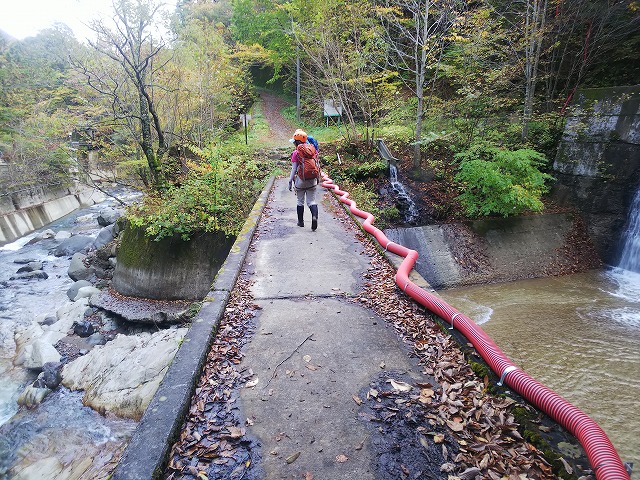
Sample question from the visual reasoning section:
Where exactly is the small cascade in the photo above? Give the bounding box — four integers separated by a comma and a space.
389, 162, 418, 223
618, 189, 640, 273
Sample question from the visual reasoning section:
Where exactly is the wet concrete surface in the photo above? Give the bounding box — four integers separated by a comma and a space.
239, 179, 440, 479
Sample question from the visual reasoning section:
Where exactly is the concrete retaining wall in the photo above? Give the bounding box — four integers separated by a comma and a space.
552, 85, 640, 265
0, 184, 104, 245
384, 214, 574, 289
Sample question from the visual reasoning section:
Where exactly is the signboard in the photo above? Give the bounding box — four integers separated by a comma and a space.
323, 98, 342, 117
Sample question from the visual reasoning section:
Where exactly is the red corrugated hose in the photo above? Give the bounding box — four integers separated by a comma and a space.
322, 172, 630, 480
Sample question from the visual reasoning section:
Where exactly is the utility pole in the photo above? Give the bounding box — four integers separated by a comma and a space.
296, 46, 300, 122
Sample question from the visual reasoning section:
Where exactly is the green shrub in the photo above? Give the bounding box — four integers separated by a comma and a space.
455, 144, 553, 217
345, 160, 387, 180
127, 149, 269, 241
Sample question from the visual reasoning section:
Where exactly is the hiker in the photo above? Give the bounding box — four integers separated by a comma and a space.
289, 129, 320, 153
289, 129, 320, 231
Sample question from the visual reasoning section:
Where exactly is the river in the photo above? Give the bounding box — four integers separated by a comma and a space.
438, 268, 640, 467
0, 195, 136, 479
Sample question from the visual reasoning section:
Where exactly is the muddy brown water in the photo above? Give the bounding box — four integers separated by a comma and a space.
439, 269, 640, 471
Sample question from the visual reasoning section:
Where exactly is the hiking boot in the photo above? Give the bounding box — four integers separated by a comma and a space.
309, 205, 318, 232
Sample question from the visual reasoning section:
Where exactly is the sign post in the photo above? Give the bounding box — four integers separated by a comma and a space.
240, 113, 251, 145
322, 98, 342, 127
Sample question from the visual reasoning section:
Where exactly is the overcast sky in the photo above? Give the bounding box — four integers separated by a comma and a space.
0, 0, 175, 40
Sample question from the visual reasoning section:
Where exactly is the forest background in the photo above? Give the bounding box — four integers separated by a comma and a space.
0, 0, 640, 239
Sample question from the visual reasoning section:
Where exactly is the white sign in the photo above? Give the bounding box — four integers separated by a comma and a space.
323, 98, 342, 117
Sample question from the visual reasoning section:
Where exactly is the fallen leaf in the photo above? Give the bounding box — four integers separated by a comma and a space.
560, 457, 573, 475
227, 427, 245, 438
286, 452, 301, 464
387, 378, 413, 392
447, 420, 464, 432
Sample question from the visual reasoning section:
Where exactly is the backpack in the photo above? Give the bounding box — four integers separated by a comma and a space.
296, 143, 320, 180
307, 135, 320, 153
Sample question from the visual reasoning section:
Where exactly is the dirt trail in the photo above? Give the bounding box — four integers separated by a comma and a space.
260, 91, 295, 146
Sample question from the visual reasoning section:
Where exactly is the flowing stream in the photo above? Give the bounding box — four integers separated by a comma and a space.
618, 186, 640, 273
439, 269, 640, 467
389, 162, 418, 224
440, 190, 640, 468
0, 193, 136, 479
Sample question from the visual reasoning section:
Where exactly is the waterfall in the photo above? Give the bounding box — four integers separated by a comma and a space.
389, 162, 418, 223
618, 189, 640, 273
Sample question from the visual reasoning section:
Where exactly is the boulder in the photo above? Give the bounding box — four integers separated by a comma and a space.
53, 235, 93, 257
98, 207, 122, 227
16, 262, 42, 273
53, 230, 71, 240
89, 290, 191, 325
33, 362, 62, 390
62, 328, 188, 420
73, 320, 96, 338
14, 384, 52, 404
67, 280, 93, 300
9, 270, 49, 280
13, 258, 37, 265
23, 339, 62, 370
67, 252, 95, 282
73, 285, 100, 301
92, 225, 115, 250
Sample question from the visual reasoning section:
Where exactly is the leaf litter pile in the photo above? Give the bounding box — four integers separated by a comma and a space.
163, 189, 593, 480
163, 277, 259, 480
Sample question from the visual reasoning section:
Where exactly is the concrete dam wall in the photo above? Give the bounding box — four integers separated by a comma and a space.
0, 187, 104, 245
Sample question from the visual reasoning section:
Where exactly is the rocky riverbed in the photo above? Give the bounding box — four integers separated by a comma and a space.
0, 192, 189, 479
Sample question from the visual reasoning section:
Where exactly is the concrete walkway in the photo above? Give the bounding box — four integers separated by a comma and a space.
235, 179, 424, 480
112, 179, 433, 480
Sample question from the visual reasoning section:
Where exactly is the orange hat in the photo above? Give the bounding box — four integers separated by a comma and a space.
292, 129, 307, 143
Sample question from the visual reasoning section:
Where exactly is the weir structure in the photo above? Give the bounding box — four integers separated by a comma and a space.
322, 172, 631, 480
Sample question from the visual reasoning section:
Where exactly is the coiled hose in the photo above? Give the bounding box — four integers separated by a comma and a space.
322, 172, 630, 480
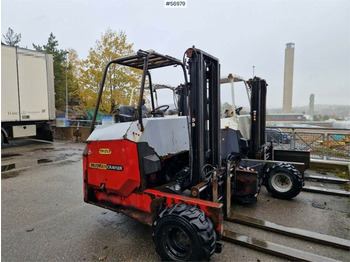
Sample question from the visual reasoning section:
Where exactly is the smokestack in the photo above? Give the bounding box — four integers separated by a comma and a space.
282, 43, 295, 114
309, 94, 315, 121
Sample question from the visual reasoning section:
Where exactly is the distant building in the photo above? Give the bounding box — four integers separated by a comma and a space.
266, 113, 306, 121
309, 94, 315, 121
282, 43, 295, 114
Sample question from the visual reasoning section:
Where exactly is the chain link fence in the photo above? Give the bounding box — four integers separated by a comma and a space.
266, 127, 350, 162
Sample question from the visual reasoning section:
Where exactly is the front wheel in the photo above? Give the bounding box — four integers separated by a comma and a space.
265, 163, 303, 199
153, 204, 216, 261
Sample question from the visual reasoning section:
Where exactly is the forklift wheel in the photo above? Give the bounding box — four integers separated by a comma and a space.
153, 204, 216, 261
265, 163, 303, 199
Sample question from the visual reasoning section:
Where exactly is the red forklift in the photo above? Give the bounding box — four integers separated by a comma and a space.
83, 47, 308, 261
83, 48, 227, 260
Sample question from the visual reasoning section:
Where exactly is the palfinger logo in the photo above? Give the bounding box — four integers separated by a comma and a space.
89, 163, 124, 172
98, 148, 112, 155
164, 0, 187, 8
90, 163, 107, 169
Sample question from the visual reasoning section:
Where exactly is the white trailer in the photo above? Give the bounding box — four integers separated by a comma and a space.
1, 45, 55, 143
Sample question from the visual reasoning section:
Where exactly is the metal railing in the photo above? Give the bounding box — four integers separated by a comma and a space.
266, 127, 350, 162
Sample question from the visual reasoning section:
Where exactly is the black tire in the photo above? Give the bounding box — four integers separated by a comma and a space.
153, 204, 216, 261
265, 163, 303, 199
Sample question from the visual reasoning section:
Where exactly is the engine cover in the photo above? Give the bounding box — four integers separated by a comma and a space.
87, 139, 141, 197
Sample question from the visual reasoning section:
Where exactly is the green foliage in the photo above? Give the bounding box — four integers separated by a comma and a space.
33, 33, 79, 111
78, 29, 141, 114
2, 27, 22, 46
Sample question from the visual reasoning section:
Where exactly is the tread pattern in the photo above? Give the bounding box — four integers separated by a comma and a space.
153, 204, 216, 260
265, 163, 303, 199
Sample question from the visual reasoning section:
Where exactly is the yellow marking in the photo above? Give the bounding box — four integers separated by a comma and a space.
99, 148, 112, 155
90, 163, 107, 169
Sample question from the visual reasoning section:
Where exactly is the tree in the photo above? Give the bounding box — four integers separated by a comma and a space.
79, 29, 141, 113
2, 27, 22, 46
33, 33, 69, 110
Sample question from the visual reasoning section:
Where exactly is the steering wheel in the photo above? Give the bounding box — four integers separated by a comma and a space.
151, 105, 169, 115
235, 107, 243, 115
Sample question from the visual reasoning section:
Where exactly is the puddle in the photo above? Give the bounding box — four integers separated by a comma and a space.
38, 158, 52, 165
1, 154, 21, 158
1, 158, 52, 172
1, 171, 20, 179
34, 147, 54, 152
1, 164, 16, 172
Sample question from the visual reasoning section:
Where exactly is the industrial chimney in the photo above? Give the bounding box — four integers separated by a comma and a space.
282, 43, 295, 114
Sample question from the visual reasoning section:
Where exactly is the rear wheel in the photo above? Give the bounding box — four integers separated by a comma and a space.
265, 163, 303, 199
153, 204, 216, 261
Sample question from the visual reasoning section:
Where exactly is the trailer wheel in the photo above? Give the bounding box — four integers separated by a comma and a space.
153, 204, 216, 261
265, 163, 303, 199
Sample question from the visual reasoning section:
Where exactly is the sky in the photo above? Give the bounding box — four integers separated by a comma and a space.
1, 0, 350, 108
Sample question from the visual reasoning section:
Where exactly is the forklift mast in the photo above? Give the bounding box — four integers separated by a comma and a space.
248, 77, 267, 158
186, 48, 221, 185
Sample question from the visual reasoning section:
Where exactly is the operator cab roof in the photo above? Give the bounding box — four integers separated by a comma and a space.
113, 50, 183, 70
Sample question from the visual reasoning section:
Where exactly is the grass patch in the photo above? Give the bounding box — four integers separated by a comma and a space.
309, 167, 349, 179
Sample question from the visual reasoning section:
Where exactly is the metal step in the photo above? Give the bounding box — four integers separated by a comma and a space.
226, 214, 350, 250
222, 230, 338, 262
302, 186, 350, 197
305, 175, 350, 184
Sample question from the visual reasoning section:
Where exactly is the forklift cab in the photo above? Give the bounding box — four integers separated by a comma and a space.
90, 50, 188, 130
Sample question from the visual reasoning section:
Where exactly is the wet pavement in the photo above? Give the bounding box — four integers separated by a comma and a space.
1, 141, 350, 261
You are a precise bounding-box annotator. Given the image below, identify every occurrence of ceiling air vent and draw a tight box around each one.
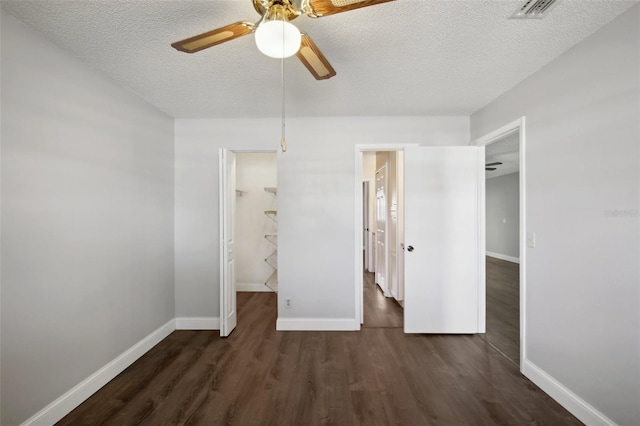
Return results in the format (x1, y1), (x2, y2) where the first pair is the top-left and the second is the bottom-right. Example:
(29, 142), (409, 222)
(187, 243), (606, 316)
(510, 0), (560, 19)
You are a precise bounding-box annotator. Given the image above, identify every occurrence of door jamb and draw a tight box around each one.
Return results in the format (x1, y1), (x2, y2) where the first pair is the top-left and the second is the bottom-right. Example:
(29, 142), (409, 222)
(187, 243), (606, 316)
(469, 116), (527, 372)
(218, 147), (280, 332)
(354, 144), (419, 330)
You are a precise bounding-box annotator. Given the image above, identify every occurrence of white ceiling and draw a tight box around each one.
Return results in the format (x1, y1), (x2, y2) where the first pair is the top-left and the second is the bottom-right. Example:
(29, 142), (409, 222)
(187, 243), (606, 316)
(1, 0), (638, 118)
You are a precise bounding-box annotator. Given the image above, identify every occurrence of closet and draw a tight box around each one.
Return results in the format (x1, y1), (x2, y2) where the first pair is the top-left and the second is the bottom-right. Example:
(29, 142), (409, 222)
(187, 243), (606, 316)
(235, 152), (278, 292)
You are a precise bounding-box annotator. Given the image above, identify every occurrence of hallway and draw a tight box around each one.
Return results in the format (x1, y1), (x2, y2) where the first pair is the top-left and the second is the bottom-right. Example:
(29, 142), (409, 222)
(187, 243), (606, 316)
(480, 256), (520, 365)
(362, 271), (403, 328)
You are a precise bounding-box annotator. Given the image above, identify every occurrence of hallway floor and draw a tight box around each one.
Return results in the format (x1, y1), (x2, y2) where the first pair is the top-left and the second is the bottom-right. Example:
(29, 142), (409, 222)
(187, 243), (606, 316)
(481, 256), (520, 365)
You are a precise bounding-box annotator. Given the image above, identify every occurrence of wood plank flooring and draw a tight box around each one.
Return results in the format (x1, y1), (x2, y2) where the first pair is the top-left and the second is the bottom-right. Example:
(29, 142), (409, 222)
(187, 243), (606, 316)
(58, 280), (581, 426)
(483, 256), (520, 365)
(362, 271), (404, 328)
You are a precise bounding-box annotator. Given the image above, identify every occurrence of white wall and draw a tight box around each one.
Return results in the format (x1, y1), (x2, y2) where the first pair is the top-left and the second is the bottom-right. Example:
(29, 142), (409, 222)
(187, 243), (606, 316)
(471, 5), (640, 425)
(0, 13), (174, 425)
(485, 173), (520, 259)
(175, 117), (469, 325)
(235, 152), (278, 291)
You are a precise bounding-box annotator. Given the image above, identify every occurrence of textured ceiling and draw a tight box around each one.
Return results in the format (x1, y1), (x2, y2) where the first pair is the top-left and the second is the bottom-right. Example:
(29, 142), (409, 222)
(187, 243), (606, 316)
(1, 0), (638, 118)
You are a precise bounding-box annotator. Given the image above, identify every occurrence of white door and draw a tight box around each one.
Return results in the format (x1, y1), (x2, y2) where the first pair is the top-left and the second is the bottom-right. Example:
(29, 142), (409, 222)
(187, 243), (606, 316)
(375, 166), (388, 296)
(362, 181), (370, 270)
(404, 146), (484, 333)
(219, 149), (238, 337)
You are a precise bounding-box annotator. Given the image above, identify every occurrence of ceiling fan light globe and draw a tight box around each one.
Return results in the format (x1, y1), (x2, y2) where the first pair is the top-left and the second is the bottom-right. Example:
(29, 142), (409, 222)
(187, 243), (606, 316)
(256, 20), (302, 58)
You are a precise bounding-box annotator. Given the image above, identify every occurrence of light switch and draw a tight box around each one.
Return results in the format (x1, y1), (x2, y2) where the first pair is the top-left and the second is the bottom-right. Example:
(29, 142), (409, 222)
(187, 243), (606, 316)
(527, 232), (536, 248)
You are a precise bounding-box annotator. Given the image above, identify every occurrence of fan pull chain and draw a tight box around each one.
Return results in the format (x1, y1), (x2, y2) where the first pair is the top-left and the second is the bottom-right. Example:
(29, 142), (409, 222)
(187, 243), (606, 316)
(280, 24), (287, 152)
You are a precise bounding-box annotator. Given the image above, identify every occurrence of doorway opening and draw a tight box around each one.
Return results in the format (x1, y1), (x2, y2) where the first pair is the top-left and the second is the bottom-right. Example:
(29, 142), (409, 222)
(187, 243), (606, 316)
(476, 117), (526, 369)
(359, 150), (404, 328)
(219, 149), (278, 337)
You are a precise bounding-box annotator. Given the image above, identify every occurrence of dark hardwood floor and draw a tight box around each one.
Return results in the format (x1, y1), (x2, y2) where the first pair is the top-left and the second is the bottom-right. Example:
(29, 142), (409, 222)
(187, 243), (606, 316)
(483, 256), (520, 365)
(362, 271), (404, 328)
(59, 274), (580, 426)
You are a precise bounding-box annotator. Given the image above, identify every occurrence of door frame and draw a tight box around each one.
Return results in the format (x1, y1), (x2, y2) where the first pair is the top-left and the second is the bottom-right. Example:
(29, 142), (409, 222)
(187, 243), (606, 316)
(469, 116), (527, 372)
(362, 178), (371, 270)
(218, 147), (282, 332)
(354, 143), (412, 330)
(373, 160), (391, 297)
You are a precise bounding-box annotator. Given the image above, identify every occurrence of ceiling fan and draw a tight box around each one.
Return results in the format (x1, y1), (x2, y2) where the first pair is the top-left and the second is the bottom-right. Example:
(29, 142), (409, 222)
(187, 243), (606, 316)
(171, 0), (394, 80)
(484, 161), (502, 171)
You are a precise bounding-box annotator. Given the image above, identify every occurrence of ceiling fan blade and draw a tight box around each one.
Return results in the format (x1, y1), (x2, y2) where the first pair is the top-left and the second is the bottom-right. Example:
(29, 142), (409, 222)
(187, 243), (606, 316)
(171, 21), (256, 53)
(296, 33), (336, 80)
(306, 0), (395, 18)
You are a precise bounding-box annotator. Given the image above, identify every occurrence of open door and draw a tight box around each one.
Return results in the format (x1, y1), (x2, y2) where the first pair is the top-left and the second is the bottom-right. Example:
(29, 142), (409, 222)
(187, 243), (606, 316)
(404, 146), (485, 333)
(219, 149), (237, 337)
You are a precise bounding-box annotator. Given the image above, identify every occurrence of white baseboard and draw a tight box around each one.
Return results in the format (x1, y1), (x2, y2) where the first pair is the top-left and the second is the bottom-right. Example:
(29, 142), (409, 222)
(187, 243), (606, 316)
(236, 283), (273, 292)
(485, 251), (520, 263)
(276, 318), (360, 331)
(176, 317), (220, 330)
(22, 319), (175, 426)
(522, 359), (616, 426)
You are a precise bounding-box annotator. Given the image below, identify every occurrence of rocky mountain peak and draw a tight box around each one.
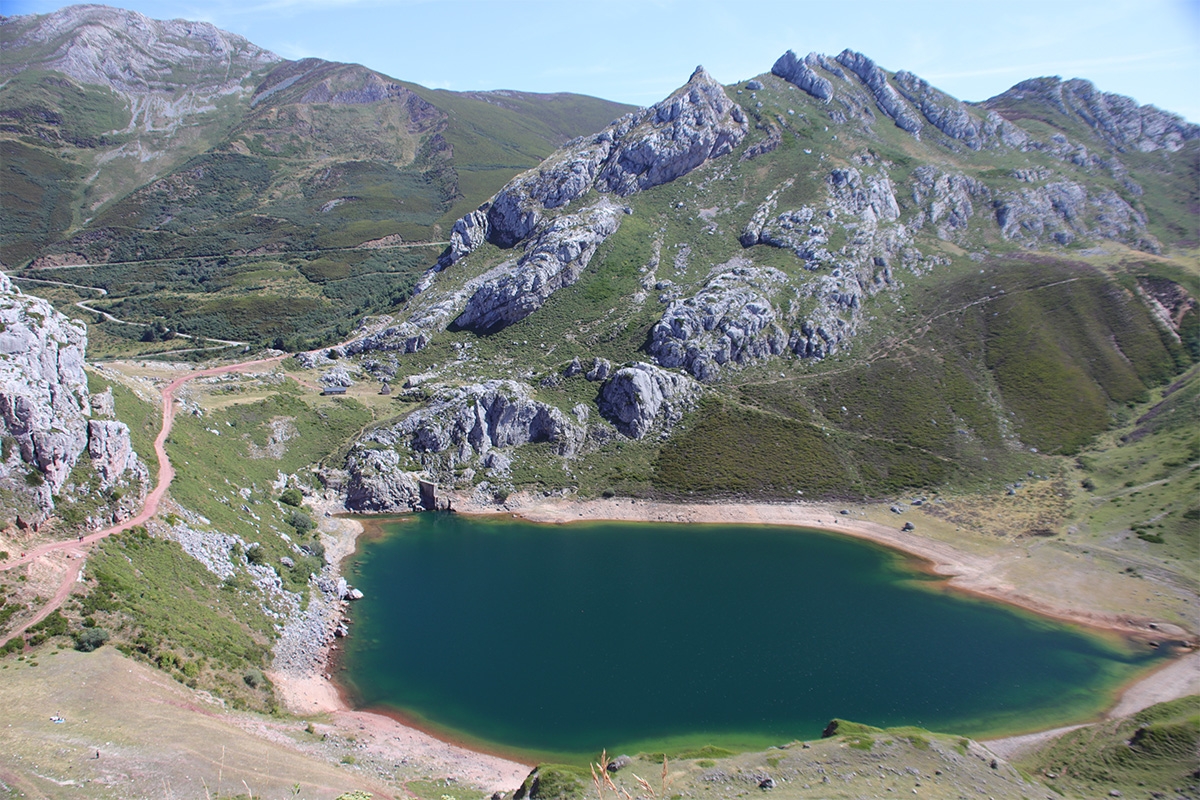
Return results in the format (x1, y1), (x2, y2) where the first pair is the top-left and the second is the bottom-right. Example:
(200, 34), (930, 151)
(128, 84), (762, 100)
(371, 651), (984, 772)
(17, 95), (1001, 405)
(0, 5), (282, 96)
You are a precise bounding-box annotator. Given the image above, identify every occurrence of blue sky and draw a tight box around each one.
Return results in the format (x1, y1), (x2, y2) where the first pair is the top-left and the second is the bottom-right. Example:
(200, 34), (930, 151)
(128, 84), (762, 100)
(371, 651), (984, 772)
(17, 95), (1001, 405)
(9, 0), (1200, 121)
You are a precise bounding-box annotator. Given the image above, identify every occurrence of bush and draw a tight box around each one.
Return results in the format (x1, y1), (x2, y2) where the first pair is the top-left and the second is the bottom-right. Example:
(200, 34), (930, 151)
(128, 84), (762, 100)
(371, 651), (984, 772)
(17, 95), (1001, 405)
(288, 510), (317, 535)
(76, 627), (108, 652)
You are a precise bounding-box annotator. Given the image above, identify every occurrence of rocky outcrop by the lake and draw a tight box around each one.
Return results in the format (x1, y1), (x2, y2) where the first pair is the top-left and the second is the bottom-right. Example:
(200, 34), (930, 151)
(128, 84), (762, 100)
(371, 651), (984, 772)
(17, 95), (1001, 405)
(439, 67), (749, 269)
(346, 444), (421, 512)
(599, 362), (700, 439)
(0, 273), (91, 521)
(346, 380), (586, 511)
(88, 420), (150, 497)
(770, 50), (833, 102)
(455, 199), (624, 331)
(647, 262), (787, 381)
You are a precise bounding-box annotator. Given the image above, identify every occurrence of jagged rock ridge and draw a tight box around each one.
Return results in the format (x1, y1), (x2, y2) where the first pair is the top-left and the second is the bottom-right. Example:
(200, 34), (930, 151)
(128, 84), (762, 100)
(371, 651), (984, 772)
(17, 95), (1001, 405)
(0, 272), (149, 523)
(442, 67), (748, 267)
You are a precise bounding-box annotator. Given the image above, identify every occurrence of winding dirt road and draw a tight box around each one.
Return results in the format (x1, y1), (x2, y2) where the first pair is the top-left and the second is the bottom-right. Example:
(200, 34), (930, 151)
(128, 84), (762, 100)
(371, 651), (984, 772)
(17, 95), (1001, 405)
(0, 355), (287, 645)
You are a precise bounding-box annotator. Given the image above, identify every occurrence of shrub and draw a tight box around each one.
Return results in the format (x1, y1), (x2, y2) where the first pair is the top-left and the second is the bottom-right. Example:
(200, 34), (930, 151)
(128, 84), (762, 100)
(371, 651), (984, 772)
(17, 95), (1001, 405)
(76, 627), (108, 652)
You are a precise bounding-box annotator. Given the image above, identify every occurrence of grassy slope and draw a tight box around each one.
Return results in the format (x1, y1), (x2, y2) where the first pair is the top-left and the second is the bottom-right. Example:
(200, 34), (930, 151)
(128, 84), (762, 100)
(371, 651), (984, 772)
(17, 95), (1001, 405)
(1018, 696), (1200, 798)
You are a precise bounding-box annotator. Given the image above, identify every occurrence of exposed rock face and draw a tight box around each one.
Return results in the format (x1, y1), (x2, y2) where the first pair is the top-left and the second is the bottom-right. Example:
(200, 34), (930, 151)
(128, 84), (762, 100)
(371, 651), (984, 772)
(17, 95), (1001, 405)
(4, 5), (282, 96)
(440, 63), (748, 269)
(442, 209), (487, 264)
(770, 50), (833, 103)
(648, 258), (787, 381)
(836, 49), (922, 133)
(984, 78), (1200, 152)
(346, 447), (421, 512)
(599, 362), (700, 439)
(912, 166), (991, 239)
(88, 420), (150, 489)
(994, 181), (1162, 253)
(455, 200), (624, 331)
(392, 380), (582, 461)
(739, 155), (907, 364)
(596, 67), (748, 197)
(895, 71), (983, 150)
(0, 273), (91, 503)
(826, 167), (900, 224)
(346, 380), (584, 511)
(0, 273), (150, 522)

⁂

### Goal
Rescale this stretch of the material: begin at the line that contains "occurrence of closet" and stop after the line that contains "(362, 271), (403, 328)". Write out every line again, multiply only the coordinates in the answers by 1.7, round them to whole numbers with halves rounded up, and leave every other number and line unchanged.

### The result
You are a precise bounding-box annotator. Given the image above, identify every occurrence of closet and draw a tight box around each one.
Return results in the format (x1, y1), (x2, y2) where the first pair is the top-left and the second is the bottom-right. Example:
(29, 142), (409, 222)
(187, 243), (606, 316)
(400, 258), (473, 496)
You are a precise bounding-box annotator. Given the image above, identify every occurrence of hallway and draw a tight box around each one.
Return results in the format (x1, y1), (x2, y2) where the first pair is the top-left and the second is the bottom-right. Example:
(29, 142), (409, 222)
(187, 243), (606, 316)
(816, 435), (884, 621)
(615, 461), (685, 558)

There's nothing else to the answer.